# ARBEITSANWEISUNG:
Geben Sie das gesamte nachstehende Material Zeile für Zeile und ohne jede Änderung wieder.

# MATERIAL ZUR AUFGABE:
----
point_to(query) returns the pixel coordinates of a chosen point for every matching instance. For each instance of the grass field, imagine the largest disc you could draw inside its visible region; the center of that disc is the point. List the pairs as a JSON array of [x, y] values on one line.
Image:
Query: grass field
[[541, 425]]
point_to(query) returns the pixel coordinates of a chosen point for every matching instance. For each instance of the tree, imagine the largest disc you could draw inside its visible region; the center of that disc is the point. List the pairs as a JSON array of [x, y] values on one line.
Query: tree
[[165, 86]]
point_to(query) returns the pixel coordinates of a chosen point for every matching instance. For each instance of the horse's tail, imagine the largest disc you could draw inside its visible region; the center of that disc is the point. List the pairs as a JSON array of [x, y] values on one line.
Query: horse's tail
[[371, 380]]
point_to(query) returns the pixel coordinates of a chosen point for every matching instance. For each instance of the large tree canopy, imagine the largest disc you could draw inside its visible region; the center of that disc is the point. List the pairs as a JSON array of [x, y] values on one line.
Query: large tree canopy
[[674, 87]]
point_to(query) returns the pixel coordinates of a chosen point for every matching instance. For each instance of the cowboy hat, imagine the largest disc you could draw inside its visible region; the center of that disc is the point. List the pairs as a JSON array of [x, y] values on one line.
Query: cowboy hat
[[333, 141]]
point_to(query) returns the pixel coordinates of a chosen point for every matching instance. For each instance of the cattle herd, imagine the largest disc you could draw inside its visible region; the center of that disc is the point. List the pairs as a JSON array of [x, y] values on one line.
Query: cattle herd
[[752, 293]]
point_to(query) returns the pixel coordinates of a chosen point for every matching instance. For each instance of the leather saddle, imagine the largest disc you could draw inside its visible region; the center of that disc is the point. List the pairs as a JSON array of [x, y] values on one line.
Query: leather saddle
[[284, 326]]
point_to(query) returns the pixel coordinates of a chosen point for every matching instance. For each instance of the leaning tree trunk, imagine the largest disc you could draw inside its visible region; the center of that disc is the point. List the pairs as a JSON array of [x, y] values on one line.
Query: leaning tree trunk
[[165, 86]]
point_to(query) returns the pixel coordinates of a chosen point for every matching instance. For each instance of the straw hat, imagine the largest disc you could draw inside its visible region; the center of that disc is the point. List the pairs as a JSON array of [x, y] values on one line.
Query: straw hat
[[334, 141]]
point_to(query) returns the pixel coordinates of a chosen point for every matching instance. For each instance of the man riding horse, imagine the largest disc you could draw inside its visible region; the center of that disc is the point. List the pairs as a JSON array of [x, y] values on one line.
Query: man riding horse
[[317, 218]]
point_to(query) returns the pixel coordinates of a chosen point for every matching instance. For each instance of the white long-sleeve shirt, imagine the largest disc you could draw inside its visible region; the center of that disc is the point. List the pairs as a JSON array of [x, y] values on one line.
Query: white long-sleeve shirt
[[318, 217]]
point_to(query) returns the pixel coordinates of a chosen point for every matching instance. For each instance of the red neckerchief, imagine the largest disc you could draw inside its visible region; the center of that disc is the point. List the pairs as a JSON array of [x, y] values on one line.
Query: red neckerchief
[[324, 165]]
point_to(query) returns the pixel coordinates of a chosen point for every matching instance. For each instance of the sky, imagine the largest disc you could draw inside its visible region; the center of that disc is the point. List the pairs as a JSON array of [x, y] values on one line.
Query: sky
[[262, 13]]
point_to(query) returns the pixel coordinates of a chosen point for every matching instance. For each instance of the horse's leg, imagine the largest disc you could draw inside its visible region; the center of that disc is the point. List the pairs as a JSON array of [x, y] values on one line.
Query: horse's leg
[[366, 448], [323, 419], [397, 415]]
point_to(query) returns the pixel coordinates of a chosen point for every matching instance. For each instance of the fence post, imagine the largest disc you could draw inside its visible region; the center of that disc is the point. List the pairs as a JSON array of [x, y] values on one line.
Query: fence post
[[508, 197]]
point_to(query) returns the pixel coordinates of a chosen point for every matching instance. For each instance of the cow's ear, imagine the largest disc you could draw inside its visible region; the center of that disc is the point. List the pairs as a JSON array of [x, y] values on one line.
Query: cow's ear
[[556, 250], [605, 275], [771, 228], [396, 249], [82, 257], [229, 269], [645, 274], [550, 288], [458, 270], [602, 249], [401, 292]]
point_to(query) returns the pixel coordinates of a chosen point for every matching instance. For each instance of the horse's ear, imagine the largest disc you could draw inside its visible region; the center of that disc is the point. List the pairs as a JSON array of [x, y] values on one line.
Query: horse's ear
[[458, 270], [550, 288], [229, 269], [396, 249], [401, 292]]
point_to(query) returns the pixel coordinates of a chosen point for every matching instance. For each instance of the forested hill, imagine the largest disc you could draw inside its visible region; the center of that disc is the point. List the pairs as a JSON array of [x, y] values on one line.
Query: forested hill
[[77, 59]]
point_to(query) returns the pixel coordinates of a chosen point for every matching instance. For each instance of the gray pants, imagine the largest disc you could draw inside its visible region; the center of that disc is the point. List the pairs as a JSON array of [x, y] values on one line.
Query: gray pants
----
# BEARBEITETE AUFGABE:
point_to(query) returns the pixel coordinates of a chosen point for every matching instance. For each instance of the grass field, imagine the largest disc you could draw inside its visible region; the center of that disc is the point. List the pairs as a JSON array of [x, y] values on one line.
Image:
Query: grass field
[[541, 425]]
point_to(query) returns the pixel coordinates of a chosen point for every matching instance. For each instance of the tree, imagine the largest disc you could draw inside its visible region; the center of that disc is the point. List the pairs as a JSON array of [x, y] values on one line.
Query: tree
[[165, 86]]
point_to(query) returns the pixel coordinates of a chosen point for every matching instance. For each instance of the horse's tail, imagine the largest disc you could draw inside its visible region; the center of that disc is the point. List the pairs as a JSON array of [x, y] values on one line.
Query: horse's tail
[[371, 380]]
point_to(query) returns the pixel coordinates of a chosen point for every matching instance. For each instance of the large tree canopy, imagine the largest disc you could draw inside its visible region; the center of that disc is the point. List the pairs as a JSON array of [x, y] values on one line.
Query: large tree canopy
[[674, 87]]
point_to(query) returns the pixel coordinates of a chosen point for every matching instance. For each instance of the cowboy hat, imagine the largest disc you could draw inside its visible region; the center of that disc is the point. List the pairs as a JSON array of [x, y] values on one line.
Query: cowboy hat
[[333, 141]]
point_to(query) returns the pixel coordinates of a chosen point for every matching instance. For each instance of the cattle herd, imagine the largest disc you could draw inside its visible region; the center of that disc is the point. List the pairs as a JSON array of [x, y] values on one line.
Query: cattle herd
[[752, 293]]
point_to(query) returns the pixel coordinates of a chosen point for every matching instance. For each instance of the leather saddle, imagine the largest disc you could draw inside its visible region; the center of that disc is the point. List the pairs as a JSON array of [x, y] values on one line.
Query: leather saddle
[[284, 326]]
point_to(query) returns the pixel coordinates of a chosen point for every matching instance. For each instance of the leaning tree trunk, imagine the largest disc you could draw inside its visible region; the center of that disc is the point. List the pairs as a JSON array of [x, y] values on one line.
Query: leaning tree trunk
[[165, 86]]
point_to(query) returns the pixel coordinates of a chosen point for every matching instance. For each instance of the straw hat, imagine the largest disc you could draw inside its visible region; the center of that disc is the point. List the pairs as a JSON array of [x, y] values on one line.
Query: straw hat
[[334, 141]]
point_to(query) returns the pixel coordinates of a chosen point for every matching instance. For each instance of the man riding horse, imagine the largest disc you could draw inside its visible region; the center of that disc is the point. List the pairs as a JSON array of [x, y] values on one line.
Query: man riding horse
[[317, 218]]
point_to(query) returns the pixel coordinates of a chosen point for every matching instance. For each instance of the white long-sleeve shirt, imagine the largest disc you could draw inside its visible region; the center of that disc is the point. List the pairs as a JSON array of [x, y] values on one line.
Query: white long-sleeve shirt
[[318, 217]]
point_to(query) returns the pixel coordinates of a chosen point for every matching instance. For each instance of the red neckerchief, imagine the largest disc you could draw inside its visible region; the center of that disc is the point. List the pairs as a JSON array of [x, y] values on one line.
Query: red neckerchief
[[324, 165]]
point_to(query) returns the pixel coordinates of a chosen point for every matching instance. For each instance of the sky, imagine the largest disc you could draw inside its visible region; the center of that disc is the point. List the pairs as a JSON array of [x, y] values on one line.
Query: sky
[[262, 13]]
point_to(query) returns the pixel coordinates of a chosen point for every matching instance. For each instance of the horse's leg, imagine the largest disc you could draw inside its visible region; the center of that disc is the point. List the pairs as a JSON array of [x, y] values on one line.
Query: horse's leg
[[366, 448], [323, 419], [397, 415]]
point_to(query) returns the pixel coordinates of a chosen point for every matching instance. For each instance of the fence post, imagine the largest disc you could draw inside its visible region; the center of that disc is the point. List the pairs as a JSON array of [x, y] values on one line.
Query: fence post
[[508, 197]]
point_to(query) returns the pixel coordinates of a chosen point for every matching instance. For each instance of the cow's ear, imagine the largest disc you could draw inside its visible region; the center of that disc is the point. List the pairs as a JSON array of [x, y] values on one line.
Query: cow's ear
[[556, 250], [605, 275], [771, 228], [396, 249], [82, 257], [229, 269], [645, 274], [550, 288], [458, 270], [602, 249], [401, 292]]
point_to(query) returns the pixel coordinates of a chosen point for every matching instance. For each instance of the horse's ear, imagine the largest disc you could draw inside its visible region; the center of that disc is the point. List the pairs as a JSON array of [x, y] values on one line.
Query: horse's ear
[[458, 270], [550, 288], [229, 269], [396, 249], [401, 292]]
point_to(query) returns the pixel coordinates of a chosen point for every matching instance. For each instance of the forested hill, imagine the largest disc you could draw inside its visible region; the center of that disc is the point. List the pairs as a JSON array of [x, y] values on one line.
Query: forested hill
[[77, 59]]
point_to(query) returns the pixel coordinates of a chosen point for every matching instance. For each instance of the gray pants, imagine the largest disc you could draw inside its visible region; the center of that disc is the point. List the pairs as a JSON array of [x, y] values on one line.
Query: gray pants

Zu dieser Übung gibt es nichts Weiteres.